_Directions_.
Rewrite every line of the records below in full, multiplying each outline coordinate by 1.9 and rounding to the nearest whole number, with halves rounded up. Omit the pictures and leave all other numbers unchanged.

___ Dataset rows

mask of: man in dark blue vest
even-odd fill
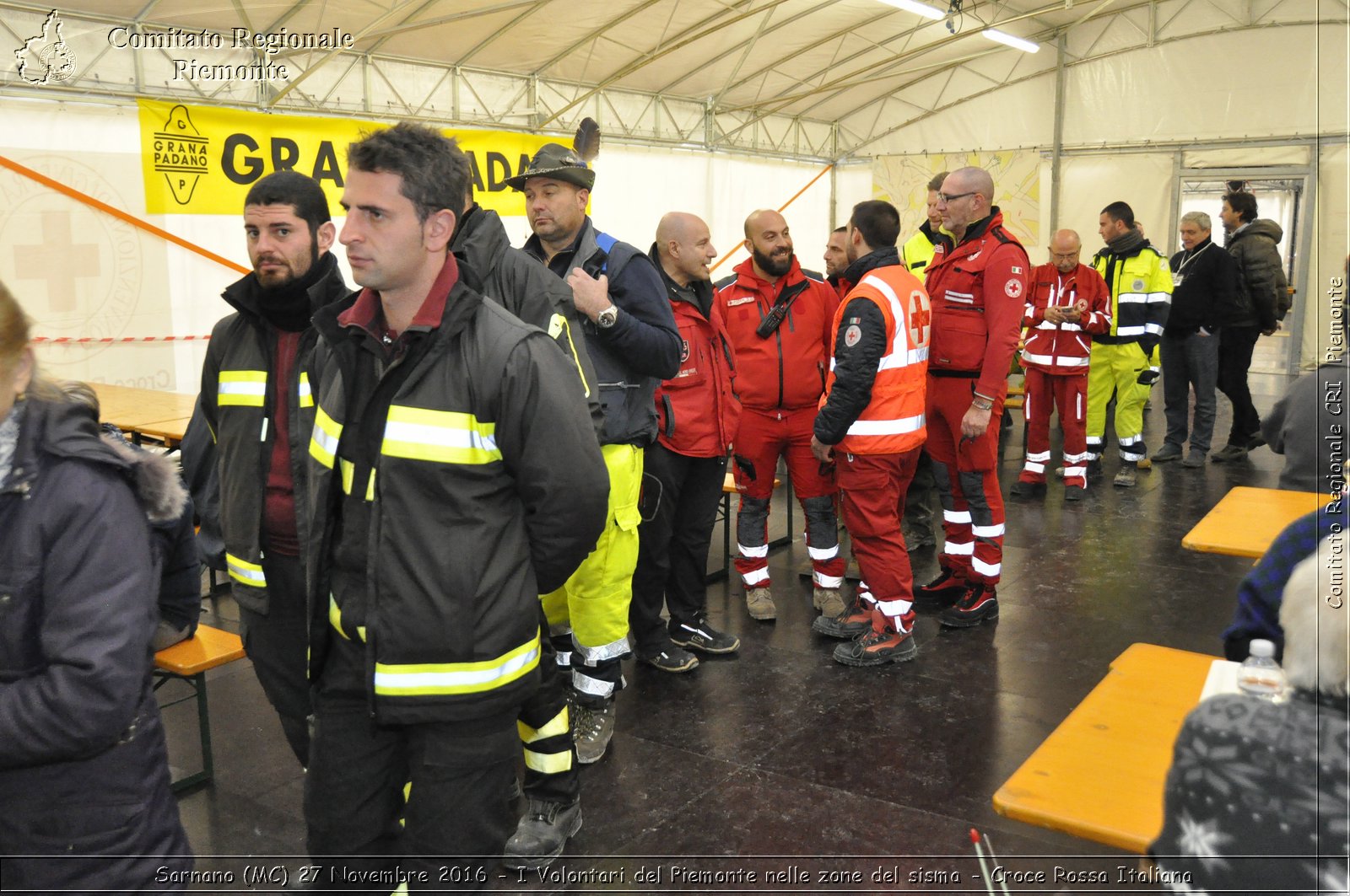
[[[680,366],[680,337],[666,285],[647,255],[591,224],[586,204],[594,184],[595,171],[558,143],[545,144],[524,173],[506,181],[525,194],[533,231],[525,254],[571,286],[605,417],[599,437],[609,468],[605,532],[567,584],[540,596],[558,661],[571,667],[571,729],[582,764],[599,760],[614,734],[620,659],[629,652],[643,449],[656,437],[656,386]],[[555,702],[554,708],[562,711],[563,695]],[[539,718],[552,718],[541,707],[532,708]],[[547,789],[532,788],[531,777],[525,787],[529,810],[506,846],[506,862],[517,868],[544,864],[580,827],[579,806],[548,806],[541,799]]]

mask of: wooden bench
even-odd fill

______

_Full solution_.
mask of: man in dark blue vest
even-odd fill
[[[1292,695],[1292,640],[1265,542],[1229,485],[1123,426],[1113,388],[1129,350],[1131,325],[1060,272],[1036,274],[996,329],[961,344],[998,369],[1013,439],[998,483],[1085,543],[1150,792],[1138,830],[1157,889],[1150,1011],[1077,1110],[1026,1132],[1060,1256],[1085,1267],[1085,1385],[1106,1452],[1138,1444],[1167,1395],[1178,1252],[1195,1239],[1222,853],[1246,830],[1246,733]],[[1055,1334],[1053,1345],[1068,1351],[1070,1321]],[[1024,1364],[1049,1364],[1028,1343],[1011,1345]],[[1039,1499],[1011,1497],[1009,1476],[998,1495],[1005,1539],[961,1607],[961,1638],[982,1649],[1034,1642],[1102,1571],[1100,1531],[1041,1531],[1028,1518]]]

mask of: wooden bench
even-odd fill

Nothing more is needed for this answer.